This also includes some images that aren't part of the netscape.com version... which is probably part of the point of it: "A view of America from the tracks" has some pictures of Amtrak stations and Virginia countryside.
> The train is still longer, and time is money, we are taught. But certainty has value, too, even if it means at 11:29 p.m. departure.
Unfortunately this is misleading. Outside of the Northeast Acela corridor, there is no certainty in train travel in the U.S..
Although legally passenger trains are now supposed to have right of way over freight trains, in practice that’s just not the case. So a 14.5 hr train journey can easily be delayed by several hours.
So I took a consulting job in a small town in Illinois called Quincy. I couldn't fly there without connecting in St. Louis, but I could take the train from Chicago. It was billed at 6 hours.

● ● ● ● ● ● ●

* Set tasks *
**a.** In the passage on train travel, how long was the train trip from Chicago to Quincy billed to take?
**b.** List every city named in the passage on train travel.

Position identification records:

● ● ● ● ● ● ●

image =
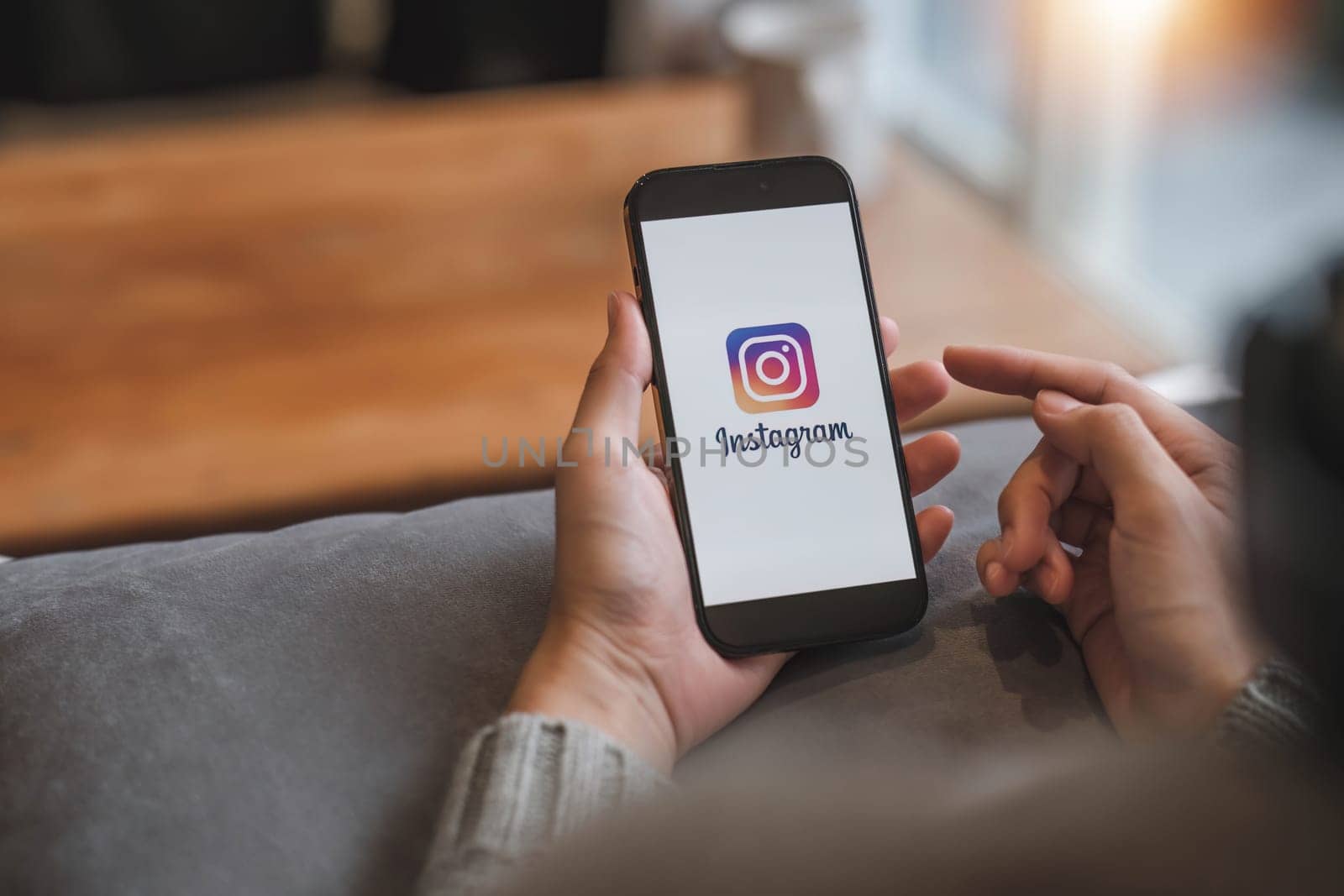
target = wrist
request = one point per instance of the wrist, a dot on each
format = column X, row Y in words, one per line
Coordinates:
column 578, row 674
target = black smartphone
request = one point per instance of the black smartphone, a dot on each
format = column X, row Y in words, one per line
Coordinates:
column 774, row 406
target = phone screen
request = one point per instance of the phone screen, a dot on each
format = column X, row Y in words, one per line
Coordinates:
column 773, row 383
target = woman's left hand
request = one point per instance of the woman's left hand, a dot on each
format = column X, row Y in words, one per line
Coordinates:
column 622, row 649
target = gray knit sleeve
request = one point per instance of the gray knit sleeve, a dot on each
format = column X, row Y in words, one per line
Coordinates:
column 521, row 785
column 1277, row 708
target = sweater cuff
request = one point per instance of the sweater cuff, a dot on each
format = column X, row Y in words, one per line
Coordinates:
column 1277, row 710
column 523, row 783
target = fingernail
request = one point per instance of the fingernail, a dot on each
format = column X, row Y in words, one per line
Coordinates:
column 1053, row 402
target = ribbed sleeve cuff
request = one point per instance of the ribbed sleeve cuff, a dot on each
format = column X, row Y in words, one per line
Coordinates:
column 1277, row 710
column 521, row 785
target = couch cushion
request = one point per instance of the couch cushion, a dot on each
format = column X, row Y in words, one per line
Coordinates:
column 280, row 712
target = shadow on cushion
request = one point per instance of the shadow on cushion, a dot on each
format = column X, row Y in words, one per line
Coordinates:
column 281, row 712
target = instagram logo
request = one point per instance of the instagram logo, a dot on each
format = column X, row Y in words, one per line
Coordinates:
column 773, row 369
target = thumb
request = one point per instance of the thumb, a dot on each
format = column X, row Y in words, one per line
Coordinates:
column 612, row 396
column 1115, row 441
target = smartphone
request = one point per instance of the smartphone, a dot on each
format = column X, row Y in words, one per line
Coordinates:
column 773, row 403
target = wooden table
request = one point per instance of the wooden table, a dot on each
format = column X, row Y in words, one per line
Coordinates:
column 253, row 322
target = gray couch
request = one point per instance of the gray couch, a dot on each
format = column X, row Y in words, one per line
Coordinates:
column 280, row 712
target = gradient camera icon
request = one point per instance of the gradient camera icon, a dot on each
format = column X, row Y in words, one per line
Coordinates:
column 772, row 369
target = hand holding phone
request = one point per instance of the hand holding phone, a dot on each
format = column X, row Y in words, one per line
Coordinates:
column 622, row 647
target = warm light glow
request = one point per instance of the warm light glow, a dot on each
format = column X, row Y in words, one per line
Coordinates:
column 1133, row 16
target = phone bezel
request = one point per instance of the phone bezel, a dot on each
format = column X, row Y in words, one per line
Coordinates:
column 784, row 622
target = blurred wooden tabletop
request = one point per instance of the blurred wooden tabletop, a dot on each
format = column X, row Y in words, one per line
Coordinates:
column 237, row 325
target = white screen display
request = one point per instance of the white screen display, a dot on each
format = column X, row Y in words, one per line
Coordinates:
column 766, row 338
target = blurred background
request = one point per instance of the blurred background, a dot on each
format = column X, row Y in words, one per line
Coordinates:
column 266, row 259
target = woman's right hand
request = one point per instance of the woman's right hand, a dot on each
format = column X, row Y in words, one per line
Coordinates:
column 1147, row 492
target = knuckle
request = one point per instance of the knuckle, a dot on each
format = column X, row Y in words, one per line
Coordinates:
column 1116, row 419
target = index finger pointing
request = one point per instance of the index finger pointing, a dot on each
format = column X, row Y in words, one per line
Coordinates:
column 611, row 403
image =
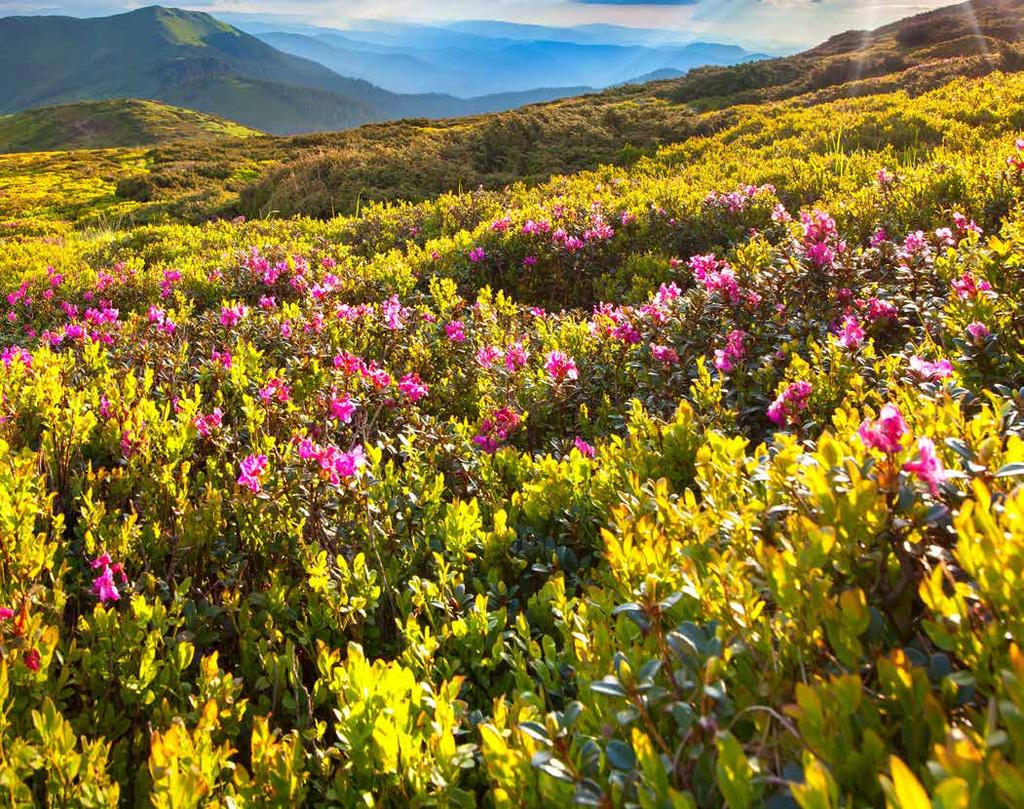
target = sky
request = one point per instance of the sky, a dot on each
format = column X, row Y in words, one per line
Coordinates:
column 776, row 23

● ● ● ● ● ● ●

* Final results *
**a.** 6 hours

**b.** Quincy, St. Louis, Chicago